> [Latihan Tertulis a]
Salin bagian teks dokumen tentang buku The Quality of Growth, mulai dari "Buku yang bertolak" dan berakhir pada "ekonomi suatu negara.", tanpa mengubah apa pun.

> [Teks Dokumen]
Judul Buku : The Quality
of Growth (Kualitas Pertumbuhan)
Penulis : Vinod Thomas,
dkk
Penerbit : PT Gramedia
Pustaka Utama, Jakarta bekerjasama dengan Bank Dunia
Cetakan : Pertama, 2001
Tebal : xlv + 329 halaman
Bagi negara-negara dunia
ketiga pada umumnya, masalah pembangunan masih menjadi suatu agenda
panjang yang harus dituntaskan dengan penuh kesabaran. Betapa tidak,
di tengah suasana globalisasi yang diikuti dengan liberalisasi di
bidang ekonomi, negara dunia ketiga harus memacu produktivitas negara
dalam rangka menghadapi dunia global, bahkan di tengah-tengah gejolak
sosial-politik yang kadang tidak menentu. Kasus Indonesia cukup
menjadi contoh yang dapat dikemukakan. Setelah dalam pemerintahan
Orde Baru indikator ekonomi menunjukkan tingkat pertumbuhan yang
cukup menakjubkan, tiba-tiba dalam empat tahun terakhir ini Indonesia
malah terpuruk dalam situasi ekonomi dan sosial-politik yang tidak
menentu.
Buku yang bertolak dari
penelitian terhadap pengalaman berbagai negara di dunia yang sedang
membangun dalam satu dasawarsa terakhir ini menunjukkan bahwa selama
ini beberapa negara di dunia tidak mengindahkan dimensi kualitatif
dari pembangunan atau pertumbuhan, sehingga tingkat pertumbuhan yang
dicapai sebenarnya bersifat semu dan rentan terhadap gonjangan
ekonomi global. Juga dikatakan bahwa perlu juga diamati bagaimana
cara pertumbuhan (ekonomi) suatu negara itu dicapai, karena itu akan
amat berpengaruh terhadap hasil dan daya tahan (volatilitas) kondisi
ekonomi suatu negara.

> [Catatan yang Disediakan]
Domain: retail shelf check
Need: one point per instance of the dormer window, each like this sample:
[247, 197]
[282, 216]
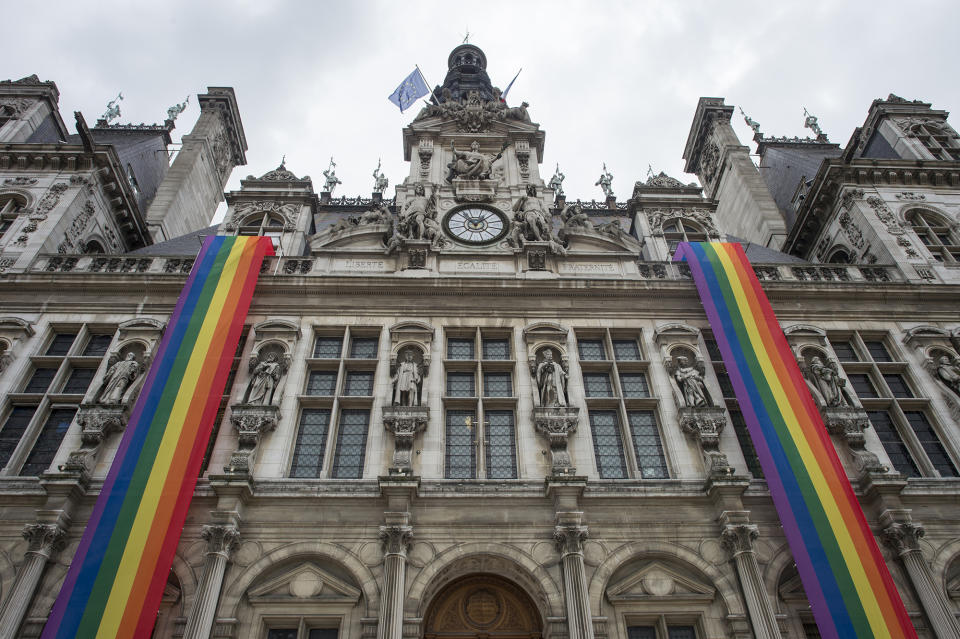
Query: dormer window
[265, 225]
[936, 235]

> [Latihan Tertulis b]
Tolong ulangi kata demi kata semua baris dalam catatan yang disediakan, tetapi jangan sertakan gambarnya dalam jawaban.

> [Jawaban Akhir a]
Buku yang bertolak dari
penelitian terhadap pengalaman berbagai negara di dunia yang sedang
membangun dalam satu dasawarsa terakhir ini menunjukkan bahwa selama
ini beberapa negara di dunia tidak mengindahkan dimensi kualitatif
dari pembangunan atau pertumbuhan, sehingga tingkat pertumbuhan yang
dicapai sebenarnya bersifat semu dan rentan terhadap gonjangan
ekonomi global. Juga dikatakan bahwa perlu juga diamati bagaimana
cara pertumbuhan (ekonomi) suatu negara itu dicapai, karena itu akan
amat berpengaruh terhadap hasil dan daya tahan (volatilitas) kondisi
ekonomi suatu negara.

> [Jawaban Akhir b]
Domain: retail shelf check
Need: one point per instance of the dormer window, each like this sample:
[247, 197]
[282, 216]
Query: dormer window
[265, 225]
[936, 235]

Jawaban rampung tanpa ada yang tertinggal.